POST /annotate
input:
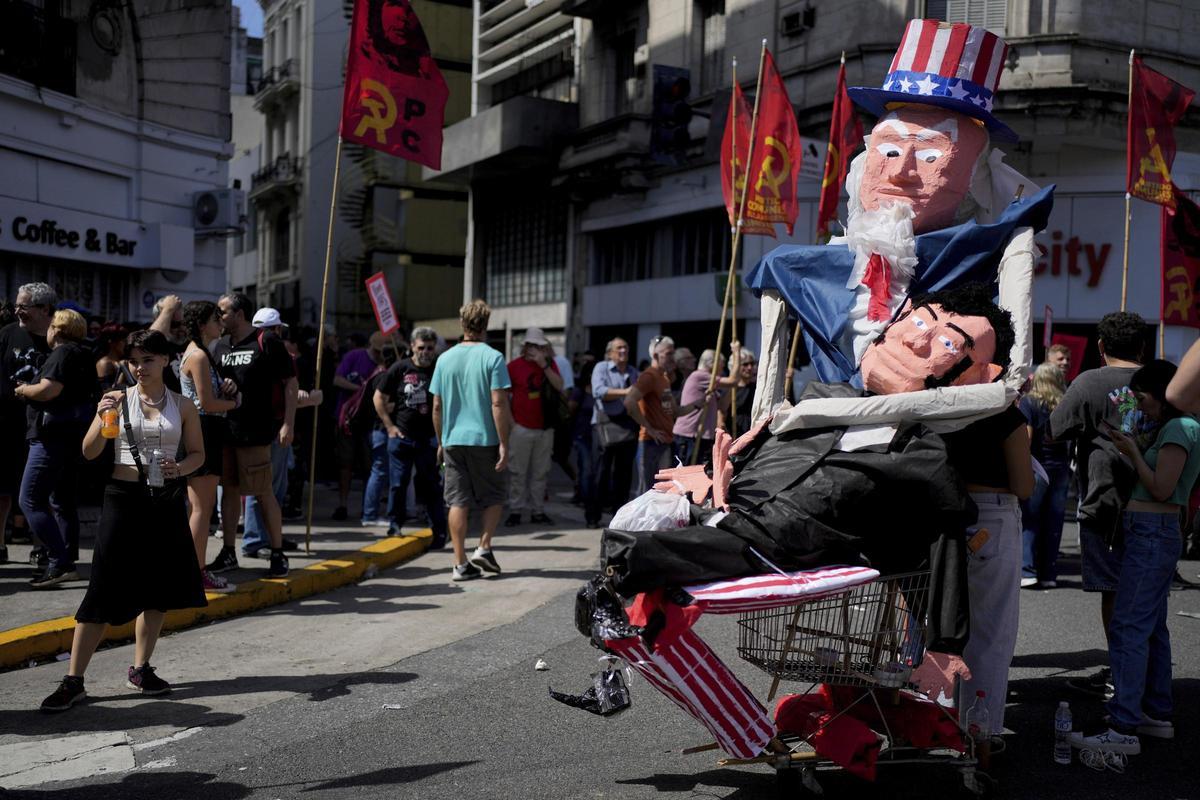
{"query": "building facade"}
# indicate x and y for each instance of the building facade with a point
(114, 118)
(639, 238)
(388, 218)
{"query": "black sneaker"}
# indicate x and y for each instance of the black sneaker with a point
(225, 561)
(467, 571)
(279, 567)
(145, 681)
(53, 577)
(485, 560)
(69, 692)
(1098, 684)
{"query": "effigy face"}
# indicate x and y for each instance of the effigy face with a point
(924, 348)
(924, 156)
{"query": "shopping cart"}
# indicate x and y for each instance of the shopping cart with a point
(864, 641)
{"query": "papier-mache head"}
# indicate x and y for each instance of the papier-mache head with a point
(952, 337)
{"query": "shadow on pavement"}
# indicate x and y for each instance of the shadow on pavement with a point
(143, 786)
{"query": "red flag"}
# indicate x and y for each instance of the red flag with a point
(1181, 263)
(1156, 104)
(733, 166)
(775, 158)
(845, 136)
(395, 96)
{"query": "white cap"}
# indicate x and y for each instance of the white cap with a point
(534, 336)
(267, 318)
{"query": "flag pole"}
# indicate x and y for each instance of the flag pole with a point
(321, 346)
(1125, 260)
(733, 248)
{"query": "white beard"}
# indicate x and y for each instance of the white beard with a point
(887, 232)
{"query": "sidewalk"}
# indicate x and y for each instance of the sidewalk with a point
(37, 624)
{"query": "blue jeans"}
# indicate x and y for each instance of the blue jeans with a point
(48, 497)
(418, 461)
(1042, 522)
(256, 529)
(1139, 643)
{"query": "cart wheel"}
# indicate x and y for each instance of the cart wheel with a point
(977, 783)
(797, 783)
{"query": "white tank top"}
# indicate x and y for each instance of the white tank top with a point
(163, 433)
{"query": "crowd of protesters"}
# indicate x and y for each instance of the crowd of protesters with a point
(209, 403)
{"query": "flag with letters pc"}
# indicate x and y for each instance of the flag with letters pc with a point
(395, 95)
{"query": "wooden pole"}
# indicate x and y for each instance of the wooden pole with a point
(733, 252)
(1125, 262)
(321, 346)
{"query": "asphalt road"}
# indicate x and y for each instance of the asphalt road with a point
(474, 720)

# [What this task involves]
Please write out, exactly as they appear, only the lines from the one holding "# indicate x and y for each instance of the asphalt" through the end of the data.

# [Solved exercise]
# indicate x and y for each instance of the asphalt road with a point
(474, 720)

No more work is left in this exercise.